Wpisy:

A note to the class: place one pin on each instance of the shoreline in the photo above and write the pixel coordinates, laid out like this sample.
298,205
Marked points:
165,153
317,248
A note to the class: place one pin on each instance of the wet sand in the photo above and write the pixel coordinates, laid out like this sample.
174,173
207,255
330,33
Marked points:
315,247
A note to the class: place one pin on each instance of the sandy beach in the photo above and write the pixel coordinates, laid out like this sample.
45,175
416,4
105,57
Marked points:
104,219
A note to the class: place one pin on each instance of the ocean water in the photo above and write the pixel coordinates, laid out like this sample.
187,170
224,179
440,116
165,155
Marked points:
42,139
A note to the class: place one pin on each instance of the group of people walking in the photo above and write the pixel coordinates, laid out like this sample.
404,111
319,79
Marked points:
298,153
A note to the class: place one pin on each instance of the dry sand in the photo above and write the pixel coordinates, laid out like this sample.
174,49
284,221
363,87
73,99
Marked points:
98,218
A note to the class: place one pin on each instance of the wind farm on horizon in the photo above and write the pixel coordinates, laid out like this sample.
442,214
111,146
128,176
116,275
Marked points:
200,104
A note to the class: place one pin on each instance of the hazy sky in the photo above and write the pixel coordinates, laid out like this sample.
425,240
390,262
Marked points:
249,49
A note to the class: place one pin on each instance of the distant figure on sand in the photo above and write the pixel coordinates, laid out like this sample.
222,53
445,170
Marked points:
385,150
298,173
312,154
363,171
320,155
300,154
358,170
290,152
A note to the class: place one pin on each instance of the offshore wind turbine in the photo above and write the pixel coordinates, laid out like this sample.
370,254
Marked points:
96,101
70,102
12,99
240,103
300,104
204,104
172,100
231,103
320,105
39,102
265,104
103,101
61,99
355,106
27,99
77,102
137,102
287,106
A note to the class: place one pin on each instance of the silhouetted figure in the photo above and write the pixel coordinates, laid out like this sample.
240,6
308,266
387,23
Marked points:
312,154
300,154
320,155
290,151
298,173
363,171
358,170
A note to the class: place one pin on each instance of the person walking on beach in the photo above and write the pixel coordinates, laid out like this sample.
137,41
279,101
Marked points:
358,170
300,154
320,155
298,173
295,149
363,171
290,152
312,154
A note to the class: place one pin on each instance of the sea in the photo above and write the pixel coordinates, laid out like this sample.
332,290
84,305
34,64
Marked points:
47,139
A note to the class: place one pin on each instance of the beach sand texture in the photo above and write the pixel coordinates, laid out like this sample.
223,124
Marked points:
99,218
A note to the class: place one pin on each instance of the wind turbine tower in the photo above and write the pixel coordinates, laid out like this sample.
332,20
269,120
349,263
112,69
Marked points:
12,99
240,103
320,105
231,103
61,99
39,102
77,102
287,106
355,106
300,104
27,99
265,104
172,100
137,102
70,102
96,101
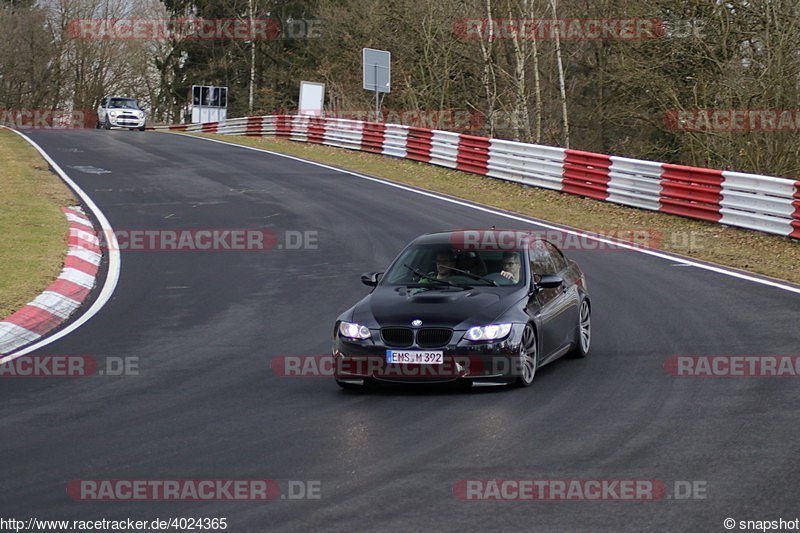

Cel zadania: Wyciągnij z powyższych rekordów każdy wiersz zawierający słowo „wind”, przy czym wielkość liter ma znaczenie.

Odpowiedź:
A note to the class: place one pin on each instance of the wind farm on horizon in the photo above and write the pixel coordinates, laid out like this sample.
A note to the class: place one pin on each instance of the offshore wind turbine in the photo above and write the pixel coordinates, laid out like this sample.
A note to the class: place one pin on each instance of the wind turbine tower in the photo above and write the pixel coordinates, laid out like this sample.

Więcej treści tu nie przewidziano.